§ Required work:
Return every line of the items below that contains the string "dark", matching case exactly.

§ Dataset:
========

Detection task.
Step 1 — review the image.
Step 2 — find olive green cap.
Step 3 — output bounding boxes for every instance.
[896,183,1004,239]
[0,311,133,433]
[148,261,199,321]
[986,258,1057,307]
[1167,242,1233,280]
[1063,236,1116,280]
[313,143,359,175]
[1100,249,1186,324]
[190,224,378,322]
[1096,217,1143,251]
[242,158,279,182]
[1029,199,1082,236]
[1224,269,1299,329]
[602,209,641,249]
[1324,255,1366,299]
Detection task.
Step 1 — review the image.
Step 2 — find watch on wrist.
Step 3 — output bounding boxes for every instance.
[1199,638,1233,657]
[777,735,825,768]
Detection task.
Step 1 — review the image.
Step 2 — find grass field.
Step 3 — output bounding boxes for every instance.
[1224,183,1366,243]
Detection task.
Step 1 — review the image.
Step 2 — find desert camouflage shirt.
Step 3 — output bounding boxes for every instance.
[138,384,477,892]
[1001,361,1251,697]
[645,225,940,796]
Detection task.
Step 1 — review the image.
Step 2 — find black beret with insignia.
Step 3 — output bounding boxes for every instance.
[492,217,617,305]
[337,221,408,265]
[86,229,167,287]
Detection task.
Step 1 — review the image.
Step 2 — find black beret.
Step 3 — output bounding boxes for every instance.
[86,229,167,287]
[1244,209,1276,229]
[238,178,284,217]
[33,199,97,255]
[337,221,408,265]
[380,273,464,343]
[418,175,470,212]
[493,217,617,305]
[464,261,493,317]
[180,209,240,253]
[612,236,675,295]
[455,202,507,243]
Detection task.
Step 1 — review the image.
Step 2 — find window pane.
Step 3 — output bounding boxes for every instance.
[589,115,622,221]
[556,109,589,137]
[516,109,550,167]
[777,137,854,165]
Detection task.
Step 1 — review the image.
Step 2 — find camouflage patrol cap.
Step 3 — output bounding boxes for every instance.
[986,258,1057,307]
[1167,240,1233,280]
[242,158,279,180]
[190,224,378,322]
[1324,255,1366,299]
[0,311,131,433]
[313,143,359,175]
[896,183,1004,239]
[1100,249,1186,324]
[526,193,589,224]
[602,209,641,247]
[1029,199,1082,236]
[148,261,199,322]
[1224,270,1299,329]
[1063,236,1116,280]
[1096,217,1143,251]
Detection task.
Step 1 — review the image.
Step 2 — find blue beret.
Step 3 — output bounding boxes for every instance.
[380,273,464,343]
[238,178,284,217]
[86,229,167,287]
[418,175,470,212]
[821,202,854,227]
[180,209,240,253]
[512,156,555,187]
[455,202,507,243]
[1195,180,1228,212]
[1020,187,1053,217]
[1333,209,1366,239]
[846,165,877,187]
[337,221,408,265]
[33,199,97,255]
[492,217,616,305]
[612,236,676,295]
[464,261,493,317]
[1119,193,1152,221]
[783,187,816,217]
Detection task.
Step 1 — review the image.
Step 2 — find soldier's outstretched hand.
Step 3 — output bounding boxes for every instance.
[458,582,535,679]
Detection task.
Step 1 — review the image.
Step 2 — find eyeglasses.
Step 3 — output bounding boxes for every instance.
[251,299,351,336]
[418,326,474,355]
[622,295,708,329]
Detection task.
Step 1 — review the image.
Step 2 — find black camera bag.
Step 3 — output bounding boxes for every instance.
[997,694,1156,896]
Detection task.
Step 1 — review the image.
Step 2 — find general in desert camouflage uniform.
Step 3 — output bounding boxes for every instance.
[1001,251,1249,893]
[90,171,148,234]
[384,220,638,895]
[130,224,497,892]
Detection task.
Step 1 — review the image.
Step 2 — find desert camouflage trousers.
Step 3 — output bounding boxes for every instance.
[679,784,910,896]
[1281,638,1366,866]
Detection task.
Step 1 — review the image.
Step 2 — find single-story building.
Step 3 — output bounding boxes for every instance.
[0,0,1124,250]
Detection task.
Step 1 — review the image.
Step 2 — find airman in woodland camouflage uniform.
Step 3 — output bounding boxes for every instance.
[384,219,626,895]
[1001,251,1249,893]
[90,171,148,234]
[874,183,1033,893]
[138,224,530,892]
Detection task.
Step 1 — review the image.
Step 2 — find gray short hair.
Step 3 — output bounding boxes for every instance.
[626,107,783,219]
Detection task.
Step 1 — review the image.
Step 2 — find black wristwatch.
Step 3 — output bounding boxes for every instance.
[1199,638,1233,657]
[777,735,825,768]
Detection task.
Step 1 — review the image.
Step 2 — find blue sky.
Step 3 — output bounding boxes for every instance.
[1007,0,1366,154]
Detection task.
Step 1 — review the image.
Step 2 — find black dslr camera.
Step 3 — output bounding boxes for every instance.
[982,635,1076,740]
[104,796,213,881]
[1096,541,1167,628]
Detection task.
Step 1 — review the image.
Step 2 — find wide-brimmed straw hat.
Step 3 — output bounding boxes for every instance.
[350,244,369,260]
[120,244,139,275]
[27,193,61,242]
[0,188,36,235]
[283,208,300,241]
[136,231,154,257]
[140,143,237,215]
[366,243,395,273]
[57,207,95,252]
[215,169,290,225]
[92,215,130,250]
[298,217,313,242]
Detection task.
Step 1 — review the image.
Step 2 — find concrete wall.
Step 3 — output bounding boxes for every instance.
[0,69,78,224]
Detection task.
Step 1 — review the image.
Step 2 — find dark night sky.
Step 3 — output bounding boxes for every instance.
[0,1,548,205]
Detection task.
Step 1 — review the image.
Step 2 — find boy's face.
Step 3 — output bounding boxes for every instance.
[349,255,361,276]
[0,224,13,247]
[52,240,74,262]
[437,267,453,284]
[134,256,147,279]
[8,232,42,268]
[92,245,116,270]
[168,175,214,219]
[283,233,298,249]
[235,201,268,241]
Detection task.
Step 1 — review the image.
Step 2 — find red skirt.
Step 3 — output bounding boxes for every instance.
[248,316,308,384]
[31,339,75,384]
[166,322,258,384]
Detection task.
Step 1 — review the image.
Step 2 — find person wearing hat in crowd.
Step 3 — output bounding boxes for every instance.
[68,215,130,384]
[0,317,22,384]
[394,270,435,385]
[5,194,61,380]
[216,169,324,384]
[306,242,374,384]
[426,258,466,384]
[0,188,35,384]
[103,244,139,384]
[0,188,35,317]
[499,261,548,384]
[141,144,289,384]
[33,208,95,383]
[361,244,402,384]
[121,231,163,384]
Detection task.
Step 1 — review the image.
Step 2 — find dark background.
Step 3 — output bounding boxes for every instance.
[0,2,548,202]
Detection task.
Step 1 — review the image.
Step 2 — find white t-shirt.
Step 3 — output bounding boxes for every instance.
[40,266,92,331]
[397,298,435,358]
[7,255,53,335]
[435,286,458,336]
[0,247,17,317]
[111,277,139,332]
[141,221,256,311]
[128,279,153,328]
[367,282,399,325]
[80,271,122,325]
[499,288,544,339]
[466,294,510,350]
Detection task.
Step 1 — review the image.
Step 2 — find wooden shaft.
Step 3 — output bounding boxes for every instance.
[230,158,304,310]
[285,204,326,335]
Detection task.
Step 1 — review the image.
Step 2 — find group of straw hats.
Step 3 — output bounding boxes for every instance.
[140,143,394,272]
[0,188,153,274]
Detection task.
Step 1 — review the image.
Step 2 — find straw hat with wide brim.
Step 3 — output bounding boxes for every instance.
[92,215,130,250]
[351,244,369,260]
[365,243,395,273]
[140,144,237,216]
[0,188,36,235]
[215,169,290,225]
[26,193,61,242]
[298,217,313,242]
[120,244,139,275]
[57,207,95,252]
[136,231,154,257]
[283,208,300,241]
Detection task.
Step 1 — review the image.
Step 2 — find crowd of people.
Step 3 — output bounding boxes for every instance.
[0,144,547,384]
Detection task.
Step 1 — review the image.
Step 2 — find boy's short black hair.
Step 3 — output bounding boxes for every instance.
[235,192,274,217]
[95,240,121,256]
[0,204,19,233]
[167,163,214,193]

========

§ Answer to the exercise:
Step 2 — find dark night sky.
Step 2 — find dark background.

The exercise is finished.